■ Extract:
====================

# 사뿐히 즈려 밟고 가시옵소서



## Sammo

Hello.🙂

Here is a line from the famous Kim Sowol Poem "Azalea" that was also used in the song of the same name by singer Maya:

_가시는 걸음 놓인 그 꽃을 사뿐히 즈려 밟고 가시옵소서_

Link to the full lyrics of Maya's song.

There are many translations out there for Kim Sowol's poem but the specific question I have is how the tone of this line should be translated.

In some translation they are like this:

_Please step on those flowers lightly as you walk away

At each step of your way, may your gay feet gently tread on those flowers as you go_

and in other translations it's like this:

_With parting steps on those strewn flowers treading lightly, go on, leave. 

Those flowers laying under footsteps, softly step on them and continue on your way_

The big difference I am wondering here is the tone. In translations like in the first set the part about the person leaving is phrased as a description ("as you walk away" or "as you go") but in the others it's translated as a command ("go on, leave" or "softly step on them and continue on your way").

Which tone here is the correct one? Is there actually a "Please" here and that it's like "as you walk away" or "as you go"? Or is it more of a command like in the second set of translations ("go on, leave" or "softly step on them and continue on your way")?


Thanks in advance.


----------



## Tomato potato

Tough question!
If I have to select one, I'll choose the latter.
My feeling is rather 'I'll willingly let you go but you'll have to break my heart completely. How dare you dump me and leave. Leave me if you can."
But most readers may feel it differently. If it's a class exam that I have to select an answer, I'll choose 'Please'.

Anyway, the translation must express the sorrow of to be treaded flower which represents the poet's heart
as well as poet's mind to let him/her go and her/his wish to be with him/her.


----------



## Sammo

Hi, Tomato potato. 🙂

Thanks for replying but I am confused. Here:


Tomato potato said:


> If I have to select one, I'll choose the latter.

====================

■ Given information:
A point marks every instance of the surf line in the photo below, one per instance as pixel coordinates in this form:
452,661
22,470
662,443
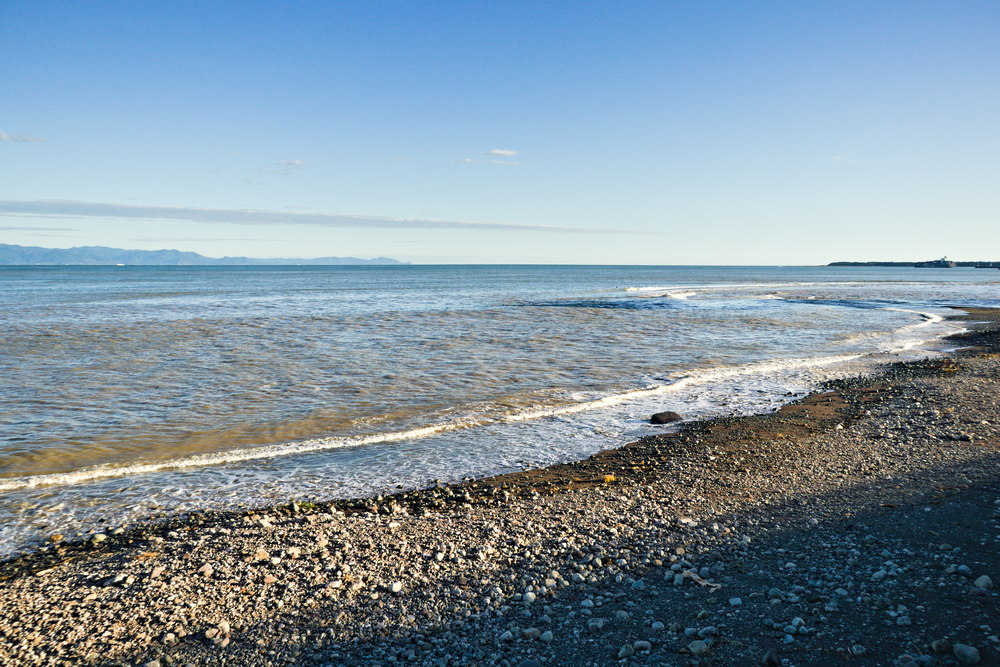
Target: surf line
321,444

====================

■ Task instructions:
(1) In the forum thread about translating the poem "Azalea," translate the sentence "Which tone here is the correct one?" into Spanish.
(2) Output every line of the records after the forum thread exactly as they appear, leaving out the pictures.

■ Answers for the exercise:
(1) ¿Cuál es el tono correcto aquí?

(2)
A point marks every instance of the surf line in the photo below, one per instance as pixel coordinates in this form:
452,661
22,470
662,443
Target: surf line
321,444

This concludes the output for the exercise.